» **提供された文章**:
◇ ◇ ◇ ◇ ◇ ◇ ◇

観て楽しい、学んで気づく。トレーナー目線で楽しむ陸上のセイコーゴールデングランプリ観戦記

大阪のパーソナルトレーナー 小林素明です。
陸上競技を観戦することが、こんなに楽しいとは思いませんでした。きっかけは、2019年に大阪・長居で開催された「セイコーゴールデングランプリ陸上」です。
世界のトップアスリートたちを間近で見ることができ、テンポの良い競技進行や演出によって、陸上競技の魅力が一気に広がりました。
2025年5月には、東京・国立競技場で大会が行われ、世界陸上のテレビ司会でおなじみの織田裕二さんもゲストとして登場。会場は大いに盛り上がりました。
そして、パーソナルトレーナーとしての視点から、選手たちの筋肉の使い方やスタート前の準備動作などをじっくり観察しています。
今回は、2019年の大阪大会、2025年の東京大会、それぞれの観戦記をお届けします。
【2019年・大阪大会】観戦がこんなに面白いとは!初めての感動体験

2019年5月19日、大阪市・ヤンマースタジアム長居で開催された「セイコーゴールデングランプリ陸上2019大阪」を観戦しました。

◇ ◇ ◇ ◇ ◇ ◇ ◇

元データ
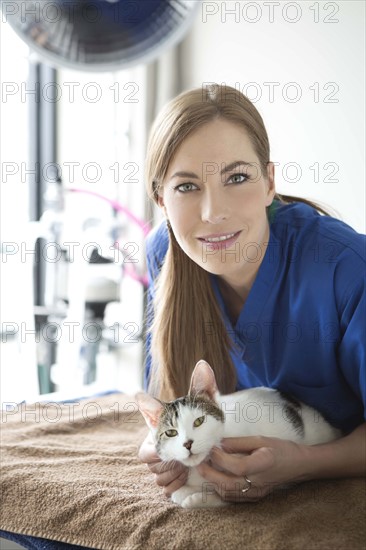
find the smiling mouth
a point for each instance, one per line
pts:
(218, 238)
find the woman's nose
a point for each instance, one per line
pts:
(214, 208)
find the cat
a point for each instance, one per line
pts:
(187, 428)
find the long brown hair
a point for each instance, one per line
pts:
(188, 324)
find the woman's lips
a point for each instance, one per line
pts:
(219, 241)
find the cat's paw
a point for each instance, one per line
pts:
(203, 500)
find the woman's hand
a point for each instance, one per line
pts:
(169, 475)
(267, 462)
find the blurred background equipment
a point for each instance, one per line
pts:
(75, 325)
(100, 35)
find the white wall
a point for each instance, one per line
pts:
(319, 48)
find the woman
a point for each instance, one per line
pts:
(267, 290)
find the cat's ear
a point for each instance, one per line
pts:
(150, 409)
(203, 380)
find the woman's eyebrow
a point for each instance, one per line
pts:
(183, 174)
(233, 165)
(227, 168)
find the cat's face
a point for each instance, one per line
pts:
(188, 429)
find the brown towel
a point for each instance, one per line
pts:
(70, 473)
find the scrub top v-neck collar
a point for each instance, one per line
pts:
(258, 295)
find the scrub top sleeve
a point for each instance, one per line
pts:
(156, 247)
(352, 348)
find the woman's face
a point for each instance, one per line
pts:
(215, 198)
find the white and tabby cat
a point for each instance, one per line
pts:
(187, 428)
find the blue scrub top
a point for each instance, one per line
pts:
(302, 328)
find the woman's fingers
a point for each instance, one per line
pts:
(229, 487)
(241, 465)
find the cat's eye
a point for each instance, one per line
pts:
(198, 421)
(171, 433)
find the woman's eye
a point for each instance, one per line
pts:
(171, 433)
(198, 421)
(238, 178)
(186, 187)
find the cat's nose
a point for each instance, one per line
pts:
(188, 444)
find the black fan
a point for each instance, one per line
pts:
(99, 35)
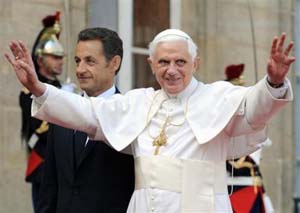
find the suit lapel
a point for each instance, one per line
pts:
(89, 147)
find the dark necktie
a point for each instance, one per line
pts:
(79, 143)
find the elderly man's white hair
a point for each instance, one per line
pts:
(173, 35)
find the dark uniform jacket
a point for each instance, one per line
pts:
(99, 180)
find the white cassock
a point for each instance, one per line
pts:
(188, 174)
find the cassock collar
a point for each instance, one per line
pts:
(111, 91)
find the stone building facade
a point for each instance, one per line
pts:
(222, 30)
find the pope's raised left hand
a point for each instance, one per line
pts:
(280, 61)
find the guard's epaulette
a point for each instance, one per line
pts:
(25, 90)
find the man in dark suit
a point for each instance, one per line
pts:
(84, 176)
(47, 54)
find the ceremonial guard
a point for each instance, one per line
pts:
(245, 186)
(47, 55)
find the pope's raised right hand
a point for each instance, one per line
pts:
(24, 68)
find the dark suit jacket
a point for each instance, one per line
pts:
(101, 181)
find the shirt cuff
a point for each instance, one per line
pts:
(41, 99)
(278, 92)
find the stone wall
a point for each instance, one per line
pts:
(21, 20)
(222, 30)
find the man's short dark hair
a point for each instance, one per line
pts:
(112, 43)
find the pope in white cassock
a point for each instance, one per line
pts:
(179, 135)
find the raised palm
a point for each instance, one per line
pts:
(279, 61)
(24, 68)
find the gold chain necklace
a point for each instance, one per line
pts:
(161, 139)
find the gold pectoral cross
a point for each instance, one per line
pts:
(161, 139)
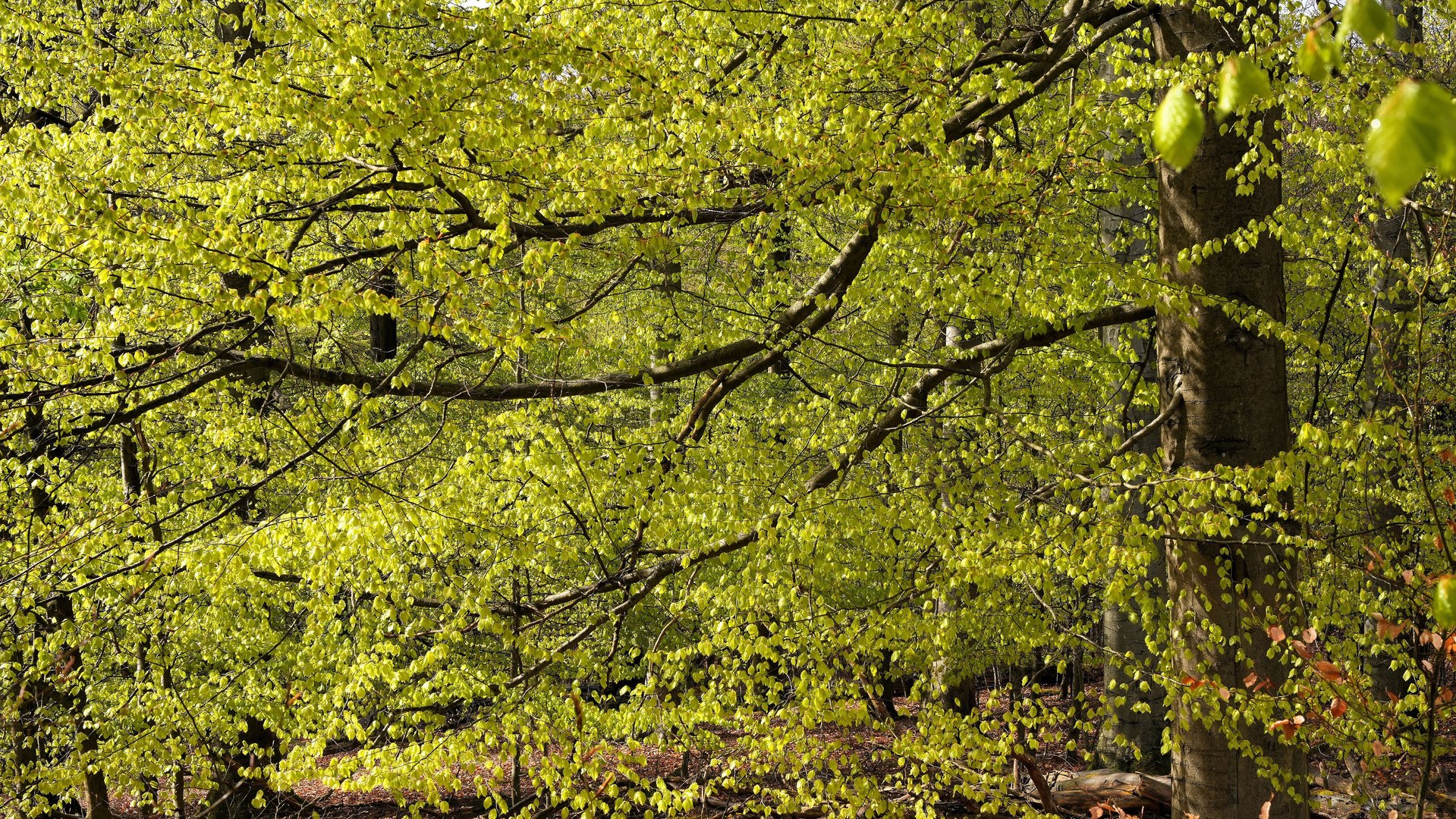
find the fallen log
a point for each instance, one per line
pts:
(1113, 789)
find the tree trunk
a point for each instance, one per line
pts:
(1132, 738)
(1235, 412)
(383, 328)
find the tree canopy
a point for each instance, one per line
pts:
(486, 397)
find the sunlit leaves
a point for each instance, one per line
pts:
(1413, 133)
(1178, 127)
(1369, 19)
(1443, 603)
(1318, 54)
(1241, 82)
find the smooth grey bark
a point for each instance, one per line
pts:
(1232, 384)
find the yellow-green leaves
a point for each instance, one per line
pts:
(1318, 55)
(1411, 133)
(1241, 83)
(1369, 19)
(1443, 603)
(1178, 127)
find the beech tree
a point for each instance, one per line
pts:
(484, 397)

◇ ◇ ◇ ◇ ◇ ◇ ◇

上に示した陸上大会の観戦記の文章を、最後の文の続きから書き進めてください。

この年は世界陸上を控えていたこともあり、好記録への期待が高まっていた大会です。
特に男子100mでは、アメリカのガトリンをはじめ、桐生祥秀、山縣亮太、多田修平、ケンブリッジ飛鳥、小池祐貴といった短距離界のスター選手が集結。9秒台のレースが見られるかもしれない――そんな興奮と期待が会場を包んでいました。
注目の男子100m!ガトリン、桐生、山縣、ケンブリッジ、小池、多田などスター選手が集結

この日の注目は、男子100M決勝。
日本人選手に9秒台の期待がかかります。すでに9秒台をマークしている桐生、10秒00の山縣、急成長の小池。誰が9秒台を出してもおかしくありません。そんな期待が高まる中、レースが始まりました!
肉眼では桐生、ガトリンのどちらが勝ったのかわからないくらいの僅差でした。しかも電光掲示板には、「10秒01」
おっこれは。。。

1着はガトリン10秒00、2着は桐生10秒01でした。本当に惜しい! 10秒04で4着に入った小池は、東京五輪参加標準記録(10秒05)を突破です。ハイレベル!!
次にボクが撮影した動画です。よろしければご覧くださいませ。
惜しい!桐生10秒01、ガトリンに0.1秒届かず!小池10秒04自己ベストで東京五輪参加標準記録10秒05を突破!男子100m決勝【動画】
【動画】セイコーゴールデンGP陸上2019 男子4×100mリレー
またまた短距離の競技です。男子4×100mリレー。日本代表チームは、1走ー多田、2走ー山縣、3走ー小池、4走ー桐生のメンバーです。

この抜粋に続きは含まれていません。